What the task asks: Rescale the records from the line that has "bbox: white fur" through the end of the records. Write those lines out again, requests included, with every coordinate in the answers multiplied by 2.35 and rounded to a whole number, halves rounded up.

-.-.-

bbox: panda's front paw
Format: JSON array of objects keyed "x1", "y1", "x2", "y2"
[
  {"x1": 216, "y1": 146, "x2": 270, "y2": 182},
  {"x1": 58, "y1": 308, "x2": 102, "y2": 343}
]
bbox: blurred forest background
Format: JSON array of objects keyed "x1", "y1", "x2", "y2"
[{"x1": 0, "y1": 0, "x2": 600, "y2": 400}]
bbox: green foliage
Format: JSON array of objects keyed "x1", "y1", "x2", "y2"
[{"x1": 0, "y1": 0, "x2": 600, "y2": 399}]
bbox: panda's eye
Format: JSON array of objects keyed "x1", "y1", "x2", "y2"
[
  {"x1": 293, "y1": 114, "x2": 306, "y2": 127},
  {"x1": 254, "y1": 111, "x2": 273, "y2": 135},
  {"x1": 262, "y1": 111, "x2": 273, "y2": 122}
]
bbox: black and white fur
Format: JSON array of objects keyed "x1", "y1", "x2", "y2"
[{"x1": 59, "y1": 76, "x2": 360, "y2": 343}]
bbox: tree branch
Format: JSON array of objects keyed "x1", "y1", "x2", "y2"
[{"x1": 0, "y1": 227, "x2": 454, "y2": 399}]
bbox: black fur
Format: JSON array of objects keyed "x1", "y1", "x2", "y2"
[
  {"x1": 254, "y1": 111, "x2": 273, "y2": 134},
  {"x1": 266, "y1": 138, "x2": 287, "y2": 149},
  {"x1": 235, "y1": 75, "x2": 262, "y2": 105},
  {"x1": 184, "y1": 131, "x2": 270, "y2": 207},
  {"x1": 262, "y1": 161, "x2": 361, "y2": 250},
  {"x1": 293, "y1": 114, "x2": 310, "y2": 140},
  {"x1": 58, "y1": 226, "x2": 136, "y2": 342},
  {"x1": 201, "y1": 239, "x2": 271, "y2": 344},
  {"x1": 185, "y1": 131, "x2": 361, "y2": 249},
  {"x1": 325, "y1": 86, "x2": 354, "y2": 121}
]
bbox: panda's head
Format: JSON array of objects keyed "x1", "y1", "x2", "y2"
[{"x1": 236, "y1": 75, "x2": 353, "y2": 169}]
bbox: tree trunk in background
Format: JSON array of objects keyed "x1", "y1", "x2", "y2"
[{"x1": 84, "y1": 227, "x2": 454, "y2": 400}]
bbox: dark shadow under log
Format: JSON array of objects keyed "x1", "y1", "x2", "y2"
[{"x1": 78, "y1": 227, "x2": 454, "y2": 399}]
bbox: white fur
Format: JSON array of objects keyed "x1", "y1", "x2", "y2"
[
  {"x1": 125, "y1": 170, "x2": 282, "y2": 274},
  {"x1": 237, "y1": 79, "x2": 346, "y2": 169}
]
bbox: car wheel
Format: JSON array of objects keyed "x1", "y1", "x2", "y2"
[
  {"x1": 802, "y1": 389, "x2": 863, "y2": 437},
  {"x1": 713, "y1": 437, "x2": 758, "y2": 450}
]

-.-.-

Exercise output:
bbox: white fur
Format: JSON array of objects keyed "x1", "y1", "x2", "y2"
[
  {"x1": 294, "y1": 400, "x2": 663, "y2": 644},
  {"x1": 557, "y1": 186, "x2": 813, "y2": 397}
]
bbox: car wheel
Format: JSON array of objects keyed "x1", "y1", "x2", "y2"
[
  {"x1": 1885, "y1": 914, "x2": 2028, "y2": 1027},
  {"x1": 1676, "y1": 1027, "x2": 1781, "y2": 1058}
]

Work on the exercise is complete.